How does “needle in a haystack” relate to long-context reliability?

The transcript describes inserting a random hidden text fragment into a very large document and testing whether the model can retrieve it—an evaluation of recall accuracy under extreme context length. Claude 3 is said to achieve about 99% accuracy at 200,000 tokens. The open question raised is whether that reliability holds as context grows toward 1 million tokens.

What’s distinctive about the economic-analysis demo beyond basic question answering?

The demo combines multiple tools and an agent workflow. Claude 3 Opus reads GDP trend information from web pages using a web-view tool, then uses a Python interpreter to generate plots and compare estimates to actual data (reported within ~5% accuracy). For a multi-economy projection, it dispatches sub-agents in parallel—assigning different sub-tasks to models focused on specific countries—then aggregates outputs into charts and written projections for 2020 versus 2030.

How is vision capability demonstrated, and what output format is emphasized?

Haiku is presented as natively vision-capable for scanned documents, using surrounding text to help transcribe messy images. The transcript highlights processing thousands of Great Depression-era scanned interviews from the Library of Congress Federal Writers Project, producing structured JSON outputs with metadata like title, date, and keywords, plus qualitative judgments about story and characters. It also emphasizes parallel processing at scale via an API.

What do the hands-on image and math tests suggest about Claude 3’s strengths and limits?

In the logo test, Opus improves image descriptions compared with Sonnet, though the transcript notes some minor inaccuracies (e.g., how a smile is represented on a visor). In the “pound of photons” trick question, Claude 3 attempts a physics-based calculation using energy–mass equivalence (E = mc²) and photon energy relationships, producing a detailed numeric answer. The transcript also flags that nuanced factual tasks (car knowledge) can still trip the model up, suggesting strengths in reasoning and tool use but occasional errors on very specific details.

REQUIRED ACTIONS>
[A] Name every Claude 3 model variant mentioned in the Claude 3 Q&A.
[B] Write out the part of the Claude 3 Q&A starting with "Haiku is presented" and going on through "strengths and limits?".
[C] Extend the Claude 3 Q&A past its final sentence with the next passage.
None of the items is needed for this work.

DATA SHOWN>
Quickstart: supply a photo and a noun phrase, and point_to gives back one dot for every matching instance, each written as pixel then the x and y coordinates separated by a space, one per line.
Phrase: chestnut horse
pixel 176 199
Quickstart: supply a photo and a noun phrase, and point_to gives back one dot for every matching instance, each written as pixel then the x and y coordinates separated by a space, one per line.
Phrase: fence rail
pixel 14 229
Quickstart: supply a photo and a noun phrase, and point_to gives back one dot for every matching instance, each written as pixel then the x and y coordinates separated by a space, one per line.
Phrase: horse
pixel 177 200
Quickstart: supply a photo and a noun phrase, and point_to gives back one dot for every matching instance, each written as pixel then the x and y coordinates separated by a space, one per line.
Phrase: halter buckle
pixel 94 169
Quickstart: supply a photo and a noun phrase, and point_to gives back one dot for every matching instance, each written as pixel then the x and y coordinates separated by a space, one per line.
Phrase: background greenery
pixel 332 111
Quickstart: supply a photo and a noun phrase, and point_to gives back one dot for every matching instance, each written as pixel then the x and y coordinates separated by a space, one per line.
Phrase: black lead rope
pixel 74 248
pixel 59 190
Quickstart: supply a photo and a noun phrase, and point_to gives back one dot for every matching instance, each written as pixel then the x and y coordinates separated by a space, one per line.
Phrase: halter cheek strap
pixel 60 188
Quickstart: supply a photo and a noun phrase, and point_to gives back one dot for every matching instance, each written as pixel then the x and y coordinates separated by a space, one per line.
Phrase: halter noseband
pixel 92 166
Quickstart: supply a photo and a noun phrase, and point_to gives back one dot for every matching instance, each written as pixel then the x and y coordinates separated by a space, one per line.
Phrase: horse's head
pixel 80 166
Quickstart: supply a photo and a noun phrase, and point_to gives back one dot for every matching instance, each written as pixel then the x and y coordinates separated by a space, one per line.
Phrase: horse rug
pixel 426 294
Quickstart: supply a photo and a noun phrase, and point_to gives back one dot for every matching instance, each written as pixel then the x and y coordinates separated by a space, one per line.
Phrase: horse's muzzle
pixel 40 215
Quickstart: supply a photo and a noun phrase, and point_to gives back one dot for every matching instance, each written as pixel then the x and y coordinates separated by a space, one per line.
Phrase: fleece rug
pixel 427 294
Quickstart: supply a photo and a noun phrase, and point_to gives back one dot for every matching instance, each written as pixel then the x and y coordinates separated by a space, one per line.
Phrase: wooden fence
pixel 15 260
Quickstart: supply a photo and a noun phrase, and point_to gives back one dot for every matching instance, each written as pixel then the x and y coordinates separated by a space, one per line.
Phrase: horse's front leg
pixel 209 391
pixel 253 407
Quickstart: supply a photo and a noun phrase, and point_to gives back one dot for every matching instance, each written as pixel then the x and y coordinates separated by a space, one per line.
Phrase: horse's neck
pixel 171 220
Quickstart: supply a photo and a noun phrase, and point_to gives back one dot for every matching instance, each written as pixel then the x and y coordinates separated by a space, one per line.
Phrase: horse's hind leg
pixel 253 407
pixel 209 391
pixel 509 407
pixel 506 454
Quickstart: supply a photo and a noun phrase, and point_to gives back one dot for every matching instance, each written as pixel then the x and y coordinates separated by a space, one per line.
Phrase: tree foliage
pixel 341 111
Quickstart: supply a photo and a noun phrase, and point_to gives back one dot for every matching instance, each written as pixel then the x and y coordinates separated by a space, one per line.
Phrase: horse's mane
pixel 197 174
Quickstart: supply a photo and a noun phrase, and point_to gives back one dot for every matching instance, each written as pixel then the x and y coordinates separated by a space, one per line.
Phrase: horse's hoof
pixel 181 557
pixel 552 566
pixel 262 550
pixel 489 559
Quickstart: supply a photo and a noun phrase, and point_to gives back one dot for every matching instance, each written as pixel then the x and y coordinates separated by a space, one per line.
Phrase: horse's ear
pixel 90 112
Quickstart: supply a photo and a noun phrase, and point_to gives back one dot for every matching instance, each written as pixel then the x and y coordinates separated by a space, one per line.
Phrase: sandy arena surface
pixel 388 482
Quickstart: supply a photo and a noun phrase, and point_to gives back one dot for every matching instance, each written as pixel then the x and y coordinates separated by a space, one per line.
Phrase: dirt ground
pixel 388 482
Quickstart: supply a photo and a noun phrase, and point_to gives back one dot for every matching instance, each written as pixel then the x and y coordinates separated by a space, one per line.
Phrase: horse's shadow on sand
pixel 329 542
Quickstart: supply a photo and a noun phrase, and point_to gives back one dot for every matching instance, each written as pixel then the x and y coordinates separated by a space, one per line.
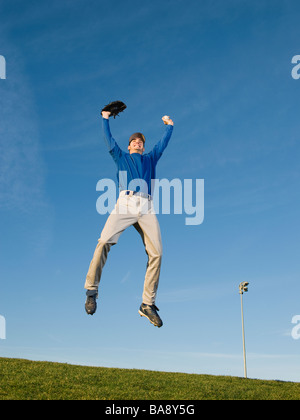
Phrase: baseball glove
pixel 114 108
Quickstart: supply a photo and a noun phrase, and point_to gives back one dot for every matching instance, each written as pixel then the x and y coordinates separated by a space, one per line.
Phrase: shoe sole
pixel 153 323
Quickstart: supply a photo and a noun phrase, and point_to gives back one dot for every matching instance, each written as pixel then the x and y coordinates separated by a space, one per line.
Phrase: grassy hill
pixel 27 380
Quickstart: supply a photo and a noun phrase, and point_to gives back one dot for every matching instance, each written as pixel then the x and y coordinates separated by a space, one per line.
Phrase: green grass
pixel 27 380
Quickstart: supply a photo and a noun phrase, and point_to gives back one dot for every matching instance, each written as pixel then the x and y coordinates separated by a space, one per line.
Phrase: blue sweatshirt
pixel 135 169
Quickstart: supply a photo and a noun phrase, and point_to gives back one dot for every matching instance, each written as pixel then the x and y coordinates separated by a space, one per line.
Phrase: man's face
pixel 136 146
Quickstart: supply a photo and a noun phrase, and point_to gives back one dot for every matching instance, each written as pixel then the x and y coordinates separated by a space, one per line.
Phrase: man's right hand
pixel 105 114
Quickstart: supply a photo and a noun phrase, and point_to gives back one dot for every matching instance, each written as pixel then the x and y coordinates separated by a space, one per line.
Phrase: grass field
pixel 27 380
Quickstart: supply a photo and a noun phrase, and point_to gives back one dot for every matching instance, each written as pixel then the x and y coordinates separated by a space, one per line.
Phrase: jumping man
pixel 134 207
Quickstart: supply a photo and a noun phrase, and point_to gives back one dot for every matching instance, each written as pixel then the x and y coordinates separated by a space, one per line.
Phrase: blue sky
pixel 222 71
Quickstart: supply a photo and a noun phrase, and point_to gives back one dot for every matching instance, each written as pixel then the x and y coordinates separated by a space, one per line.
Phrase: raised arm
pixel 112 145
pixel 158 149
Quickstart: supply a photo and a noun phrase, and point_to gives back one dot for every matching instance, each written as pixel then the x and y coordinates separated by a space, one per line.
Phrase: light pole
pixel 243 287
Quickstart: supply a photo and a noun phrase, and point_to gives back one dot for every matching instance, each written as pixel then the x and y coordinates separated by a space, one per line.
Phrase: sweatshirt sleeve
pixel 158 149
pixel 111 143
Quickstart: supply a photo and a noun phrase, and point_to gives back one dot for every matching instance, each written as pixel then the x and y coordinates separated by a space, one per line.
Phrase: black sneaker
pixel 150 312
pixel 91 304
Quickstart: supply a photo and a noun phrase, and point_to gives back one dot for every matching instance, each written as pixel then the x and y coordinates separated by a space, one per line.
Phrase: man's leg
pixel 149 229
pixel 116 223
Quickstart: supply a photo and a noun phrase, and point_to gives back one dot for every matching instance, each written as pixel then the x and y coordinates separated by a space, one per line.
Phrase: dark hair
pixel 137 136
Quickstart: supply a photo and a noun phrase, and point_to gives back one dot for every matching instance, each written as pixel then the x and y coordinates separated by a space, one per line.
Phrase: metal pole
pixel 243 331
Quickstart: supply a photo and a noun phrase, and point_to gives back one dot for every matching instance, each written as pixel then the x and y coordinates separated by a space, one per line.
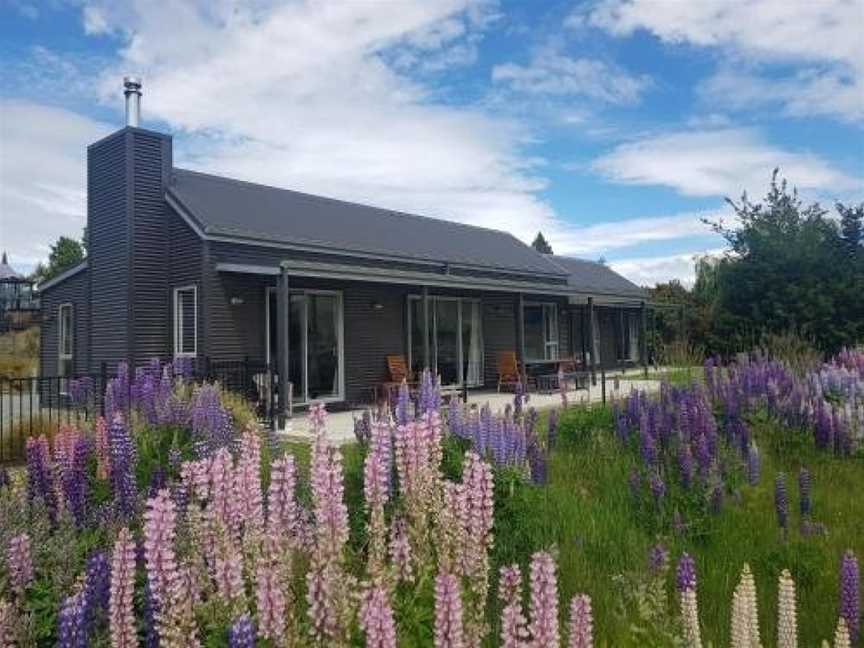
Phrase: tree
pixel 65 253
pixel 541 244
pixel 787 271
pixel 852 226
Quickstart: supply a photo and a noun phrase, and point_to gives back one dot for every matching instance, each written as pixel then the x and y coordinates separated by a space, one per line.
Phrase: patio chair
pixel 508 370
pixel 399 372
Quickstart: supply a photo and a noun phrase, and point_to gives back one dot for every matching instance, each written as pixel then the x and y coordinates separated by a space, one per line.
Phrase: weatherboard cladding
pixel 236 209
pixel 108 230
pixel 150 308
pixel 72 291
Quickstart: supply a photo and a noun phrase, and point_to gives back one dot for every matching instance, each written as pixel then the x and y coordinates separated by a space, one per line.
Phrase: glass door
pixel 456 342
pixel 322 346
pixel 446 336
pixel 315 355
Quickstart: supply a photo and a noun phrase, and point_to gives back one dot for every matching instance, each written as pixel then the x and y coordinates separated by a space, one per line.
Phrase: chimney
pixel 132 90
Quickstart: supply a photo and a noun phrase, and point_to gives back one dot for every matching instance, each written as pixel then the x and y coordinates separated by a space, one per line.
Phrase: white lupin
pixel 841 635
pixel 787 622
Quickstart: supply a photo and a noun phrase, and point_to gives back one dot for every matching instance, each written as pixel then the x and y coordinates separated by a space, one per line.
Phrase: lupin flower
pixel 686 583
pixel 552 429
pixel 850 583
pixel 97 585
pixel 121 613
pixel 211 423
pixel 19 562
pixel 122 467
pixel 787 622
pixel 7 624
pixel 448 613
pixel 753 464
pixel 282 514
pixel 400 551
pixel 658 488
pixel 544 601
pixel 804 492
pixel 781 503
pixel 72 623
pixel 513 623
pixel 40 481
pixel 376 620
pixel 159 537
pixel 745 612
pixel 581 622
pixel 658 558
pixel 841 635
pixel 331 514
pixel 376 488
pixel 242 633
pixel 247 483
pixel 269 594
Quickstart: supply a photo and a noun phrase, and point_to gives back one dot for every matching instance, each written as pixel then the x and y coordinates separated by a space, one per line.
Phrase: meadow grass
pixel 587 513
pixel 587 516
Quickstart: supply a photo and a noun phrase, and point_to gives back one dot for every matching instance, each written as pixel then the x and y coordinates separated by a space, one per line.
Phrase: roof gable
pixel 593 277
pixel 243 210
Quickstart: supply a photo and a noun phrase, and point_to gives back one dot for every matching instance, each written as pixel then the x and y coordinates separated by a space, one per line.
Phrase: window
pixel 65 344
pixel 455 339
pixel 541 331
pixel 186 321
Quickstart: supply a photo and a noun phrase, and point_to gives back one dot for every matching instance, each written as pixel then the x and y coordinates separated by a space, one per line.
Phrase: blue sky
pixel 613 126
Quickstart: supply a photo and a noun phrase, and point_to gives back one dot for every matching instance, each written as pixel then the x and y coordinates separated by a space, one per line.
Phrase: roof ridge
pixel 394 212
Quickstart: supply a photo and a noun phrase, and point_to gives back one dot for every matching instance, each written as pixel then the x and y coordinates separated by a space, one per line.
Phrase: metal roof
pixel 243 211
pixel 590 277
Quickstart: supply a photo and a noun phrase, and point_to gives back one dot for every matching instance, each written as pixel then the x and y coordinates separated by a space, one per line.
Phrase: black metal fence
pixel 31 406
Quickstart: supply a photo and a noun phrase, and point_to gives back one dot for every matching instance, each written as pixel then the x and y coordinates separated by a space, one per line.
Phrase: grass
pixel 19 353
pixel 586 512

ANSWERS BY TASK>
[A] Opus, Sonnet, Haiku

[B]
Haiku is presented as natively vision-capable for scanned documents, using surrounding text to help transcribe messy images. The transcript highlights processing thousands of Great Depression-era scanned interviews from the Library of Congress Federal Writers Project, producing structured JSON outputs with metadata like title, date, and keywords, plus qualitative judgments about story and characters. It also emphasizes parallel processing at scale via an API.

What do the hands-on image and math tests suggest about Claude 3’s strengths and limits?

[C]
Review Questions

  1. Which Claude 3 tier is positioned as best for coding and why (benchmarks vs pricing)?
  2. What does a “needle in a haystack” test measure, and what uncertainty remains when scaling from 200,000 to 1 million tokens?
  3. In the economic-analysis example, what tools and agent steps are used to move from web reading to projections?

Key Points

  1. 1

    Claude 3 is presented as outperforming GPT-4 on graduate reasoning, math, multilingual math, and coding, with Opus highlighted as the strongest tier.

  2. 2

    Claude 3 comes in Opus, Sonnet, and Haiku; Sonnet is described as close to GPT-4 in many areas, while Haiku is positioned as highly cost-effective.

  3. 3

    Reported long-context performance includes very high recall accuracy at 200,000 tokens using a “needle in a haystack” evaluation, with claims of inputs exceeding 1 million tokens.

  4. 4

    Claude 3’s tool-driven workflow is showcased through web browsing plus Python-based plotting and Monte Carlo-style simulation for GDP projections.

  5. 5

    A standout capability in the demo is dispatching multiple sub-agents in parallel to handle multi-country analysis and then aggregating results.

  6. 6

    Vision is emphasized via Haiku’s ability to transcribe and extract structured JSON metadata from scanned archival documents at scale.

  7. 7

    Hands-on tests suggest Opus improves image understanding over smaller models, while highly nuanced factual domains can still produce errors.

Highlights

Claude 3 Opus is reported to score 85% on a zero-shot coding metric versus 67% for GPT-4, alongside clear gains in graduate reasoning and math.
Haiku is framed as dramatically cheaper—about 40 times cheaper than GPT-4 Turbo—while remaining close to GPT-4 performance in some benchmarks.
A long-context “needle in a haystack” setup reports ~99% recall accuracy at 200,000 tokens, raising the question of performance at 1 million tokens.
In the GDP demo, Claude 3 Opus uses web reading plus Python plotting and dispatches sub-agents in parallel to produce multi-economy projections and charts.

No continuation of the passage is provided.